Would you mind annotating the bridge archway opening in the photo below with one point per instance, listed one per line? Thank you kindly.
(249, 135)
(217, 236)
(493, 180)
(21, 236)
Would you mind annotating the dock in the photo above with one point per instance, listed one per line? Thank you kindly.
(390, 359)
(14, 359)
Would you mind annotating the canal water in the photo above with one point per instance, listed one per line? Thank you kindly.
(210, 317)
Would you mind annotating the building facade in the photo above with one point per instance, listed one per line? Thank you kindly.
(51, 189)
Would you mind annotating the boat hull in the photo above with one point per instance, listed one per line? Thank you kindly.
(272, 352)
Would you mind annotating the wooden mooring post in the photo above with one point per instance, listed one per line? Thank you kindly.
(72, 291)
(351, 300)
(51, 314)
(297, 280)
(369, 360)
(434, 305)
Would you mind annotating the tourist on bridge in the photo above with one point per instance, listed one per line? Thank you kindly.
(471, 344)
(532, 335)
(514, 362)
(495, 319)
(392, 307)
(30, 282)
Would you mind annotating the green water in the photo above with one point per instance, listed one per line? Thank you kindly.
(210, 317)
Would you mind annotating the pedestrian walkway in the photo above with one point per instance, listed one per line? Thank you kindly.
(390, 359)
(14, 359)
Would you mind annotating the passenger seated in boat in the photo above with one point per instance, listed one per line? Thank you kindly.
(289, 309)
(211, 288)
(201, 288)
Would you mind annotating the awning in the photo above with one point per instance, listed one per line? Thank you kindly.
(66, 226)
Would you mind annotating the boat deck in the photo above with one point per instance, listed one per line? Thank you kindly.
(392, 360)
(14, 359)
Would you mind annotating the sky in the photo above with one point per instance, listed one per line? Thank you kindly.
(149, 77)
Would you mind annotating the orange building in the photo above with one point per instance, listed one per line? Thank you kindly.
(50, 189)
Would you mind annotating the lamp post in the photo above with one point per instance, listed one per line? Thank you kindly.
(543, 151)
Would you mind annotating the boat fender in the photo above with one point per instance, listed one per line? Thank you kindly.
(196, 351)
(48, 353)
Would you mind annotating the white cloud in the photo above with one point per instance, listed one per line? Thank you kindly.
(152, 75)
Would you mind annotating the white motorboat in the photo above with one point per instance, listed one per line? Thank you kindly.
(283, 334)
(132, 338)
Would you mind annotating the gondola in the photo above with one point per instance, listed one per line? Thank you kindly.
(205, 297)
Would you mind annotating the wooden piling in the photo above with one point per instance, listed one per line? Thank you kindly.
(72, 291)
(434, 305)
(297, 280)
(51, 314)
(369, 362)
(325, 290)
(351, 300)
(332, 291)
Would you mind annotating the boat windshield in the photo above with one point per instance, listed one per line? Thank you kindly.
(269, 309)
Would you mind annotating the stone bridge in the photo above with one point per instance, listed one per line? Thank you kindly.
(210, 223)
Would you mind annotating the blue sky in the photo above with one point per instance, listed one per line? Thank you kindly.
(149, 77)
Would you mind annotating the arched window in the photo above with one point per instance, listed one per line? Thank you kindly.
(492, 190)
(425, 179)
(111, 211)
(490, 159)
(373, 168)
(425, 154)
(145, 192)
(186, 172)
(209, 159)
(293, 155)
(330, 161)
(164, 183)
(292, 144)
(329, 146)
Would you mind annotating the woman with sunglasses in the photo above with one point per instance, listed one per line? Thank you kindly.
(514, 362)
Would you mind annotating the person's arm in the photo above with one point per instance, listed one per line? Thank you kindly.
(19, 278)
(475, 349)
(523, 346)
#####
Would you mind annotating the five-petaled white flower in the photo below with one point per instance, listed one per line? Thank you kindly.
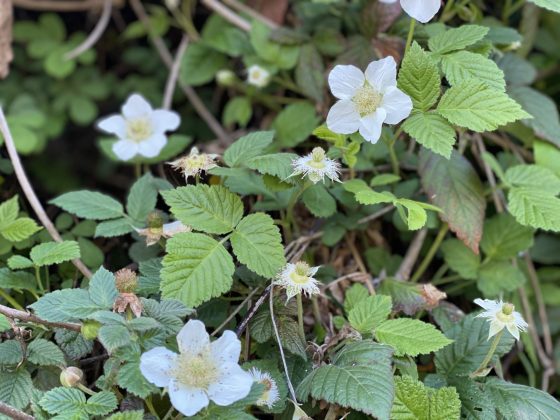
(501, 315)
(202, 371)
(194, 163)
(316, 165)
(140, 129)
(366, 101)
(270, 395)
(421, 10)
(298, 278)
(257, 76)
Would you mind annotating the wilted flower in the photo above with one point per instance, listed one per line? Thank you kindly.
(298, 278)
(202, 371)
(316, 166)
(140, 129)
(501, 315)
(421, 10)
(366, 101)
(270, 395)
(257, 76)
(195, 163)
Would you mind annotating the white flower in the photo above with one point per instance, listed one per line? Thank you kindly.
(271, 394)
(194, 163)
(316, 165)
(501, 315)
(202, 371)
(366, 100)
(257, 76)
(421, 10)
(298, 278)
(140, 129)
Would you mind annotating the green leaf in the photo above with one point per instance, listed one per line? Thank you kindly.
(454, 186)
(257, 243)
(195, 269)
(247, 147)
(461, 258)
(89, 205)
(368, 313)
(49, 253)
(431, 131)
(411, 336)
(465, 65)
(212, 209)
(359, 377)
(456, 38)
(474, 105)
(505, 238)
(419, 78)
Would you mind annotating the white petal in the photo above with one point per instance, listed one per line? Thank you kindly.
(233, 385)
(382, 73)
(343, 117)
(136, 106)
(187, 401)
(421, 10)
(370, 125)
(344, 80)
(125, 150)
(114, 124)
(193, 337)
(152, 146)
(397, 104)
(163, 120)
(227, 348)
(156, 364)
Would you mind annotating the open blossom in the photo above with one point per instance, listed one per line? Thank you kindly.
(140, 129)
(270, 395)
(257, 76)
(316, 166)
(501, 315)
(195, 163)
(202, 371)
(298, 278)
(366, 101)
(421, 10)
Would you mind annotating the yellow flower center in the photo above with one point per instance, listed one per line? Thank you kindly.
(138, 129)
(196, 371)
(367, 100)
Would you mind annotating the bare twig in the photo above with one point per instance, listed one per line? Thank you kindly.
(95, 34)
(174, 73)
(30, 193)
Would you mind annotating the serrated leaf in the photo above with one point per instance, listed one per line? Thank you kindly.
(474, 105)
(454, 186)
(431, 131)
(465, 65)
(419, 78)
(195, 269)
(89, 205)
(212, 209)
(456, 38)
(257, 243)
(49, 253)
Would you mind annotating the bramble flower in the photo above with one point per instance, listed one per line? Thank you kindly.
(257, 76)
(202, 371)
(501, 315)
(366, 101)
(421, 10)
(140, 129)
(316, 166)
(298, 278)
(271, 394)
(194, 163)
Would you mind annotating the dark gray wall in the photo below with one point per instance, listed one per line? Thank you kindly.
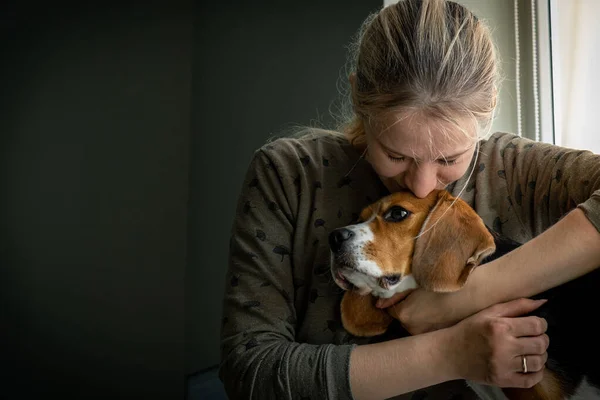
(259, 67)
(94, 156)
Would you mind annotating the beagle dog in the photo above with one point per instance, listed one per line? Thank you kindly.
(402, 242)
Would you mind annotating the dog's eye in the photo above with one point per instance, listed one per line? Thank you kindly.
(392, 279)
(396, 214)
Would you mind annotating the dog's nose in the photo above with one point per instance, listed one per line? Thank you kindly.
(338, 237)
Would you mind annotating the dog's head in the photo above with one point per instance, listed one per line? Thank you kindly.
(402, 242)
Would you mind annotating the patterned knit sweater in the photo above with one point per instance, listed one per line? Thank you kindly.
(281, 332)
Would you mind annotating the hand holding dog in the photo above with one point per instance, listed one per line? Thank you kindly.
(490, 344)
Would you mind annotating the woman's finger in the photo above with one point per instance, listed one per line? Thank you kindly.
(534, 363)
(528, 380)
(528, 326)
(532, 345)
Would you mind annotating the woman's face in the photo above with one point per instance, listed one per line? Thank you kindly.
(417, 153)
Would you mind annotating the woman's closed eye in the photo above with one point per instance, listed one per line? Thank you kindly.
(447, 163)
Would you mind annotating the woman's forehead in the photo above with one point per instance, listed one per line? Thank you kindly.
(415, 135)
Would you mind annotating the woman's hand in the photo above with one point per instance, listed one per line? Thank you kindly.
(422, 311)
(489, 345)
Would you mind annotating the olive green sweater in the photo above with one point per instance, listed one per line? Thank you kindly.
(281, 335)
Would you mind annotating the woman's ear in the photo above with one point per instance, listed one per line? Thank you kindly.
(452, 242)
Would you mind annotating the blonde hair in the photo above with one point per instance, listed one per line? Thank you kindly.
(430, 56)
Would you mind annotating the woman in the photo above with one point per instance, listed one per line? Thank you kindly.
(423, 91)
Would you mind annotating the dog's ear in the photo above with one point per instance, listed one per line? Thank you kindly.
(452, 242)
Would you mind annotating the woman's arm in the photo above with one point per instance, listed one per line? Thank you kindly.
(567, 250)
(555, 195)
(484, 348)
#####
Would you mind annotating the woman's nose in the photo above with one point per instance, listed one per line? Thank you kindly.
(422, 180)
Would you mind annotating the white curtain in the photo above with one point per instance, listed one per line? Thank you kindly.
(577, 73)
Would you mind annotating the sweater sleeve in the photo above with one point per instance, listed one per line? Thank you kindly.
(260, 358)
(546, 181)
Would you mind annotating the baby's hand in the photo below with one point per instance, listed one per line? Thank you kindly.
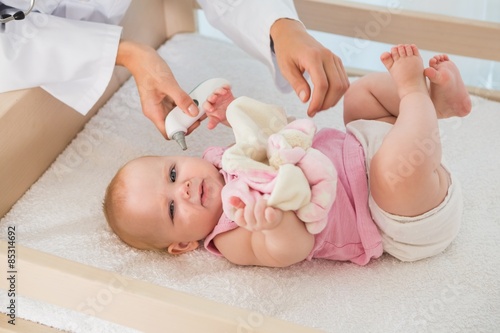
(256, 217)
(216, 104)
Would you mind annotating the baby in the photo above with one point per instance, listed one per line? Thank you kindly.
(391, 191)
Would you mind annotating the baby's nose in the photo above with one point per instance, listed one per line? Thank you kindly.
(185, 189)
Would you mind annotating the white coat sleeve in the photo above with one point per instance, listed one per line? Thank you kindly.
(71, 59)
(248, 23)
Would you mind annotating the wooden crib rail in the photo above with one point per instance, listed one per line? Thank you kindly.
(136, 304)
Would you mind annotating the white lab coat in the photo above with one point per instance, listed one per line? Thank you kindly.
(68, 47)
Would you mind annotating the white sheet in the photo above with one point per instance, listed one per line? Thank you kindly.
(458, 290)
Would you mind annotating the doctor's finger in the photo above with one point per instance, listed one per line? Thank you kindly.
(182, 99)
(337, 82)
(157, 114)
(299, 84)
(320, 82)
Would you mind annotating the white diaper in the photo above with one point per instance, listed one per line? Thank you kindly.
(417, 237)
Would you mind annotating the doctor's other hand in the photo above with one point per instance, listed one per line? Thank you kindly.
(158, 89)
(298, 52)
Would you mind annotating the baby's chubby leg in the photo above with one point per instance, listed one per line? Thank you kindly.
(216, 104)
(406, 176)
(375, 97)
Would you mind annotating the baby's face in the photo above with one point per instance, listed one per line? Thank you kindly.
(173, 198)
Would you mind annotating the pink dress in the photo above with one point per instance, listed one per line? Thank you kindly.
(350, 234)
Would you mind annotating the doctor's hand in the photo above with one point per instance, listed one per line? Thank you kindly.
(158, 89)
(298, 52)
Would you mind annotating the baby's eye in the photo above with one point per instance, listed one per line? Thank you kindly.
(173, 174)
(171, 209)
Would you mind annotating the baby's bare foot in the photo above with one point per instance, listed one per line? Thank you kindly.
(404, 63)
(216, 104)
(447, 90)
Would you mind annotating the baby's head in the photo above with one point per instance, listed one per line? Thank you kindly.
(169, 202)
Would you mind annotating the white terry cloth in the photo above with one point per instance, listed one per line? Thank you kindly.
#####
◆ **Exercise aim**
List every line of the records that contains the word "building". Match case exactly.

◆ **Task answer**
Would you mind annotating the building facade in the photo above with one point per instance, listed one per line? Thank you kindly.
Would you mind annotating the orange building in the photo above with one point per instance, listed one per line? Thank you kindly.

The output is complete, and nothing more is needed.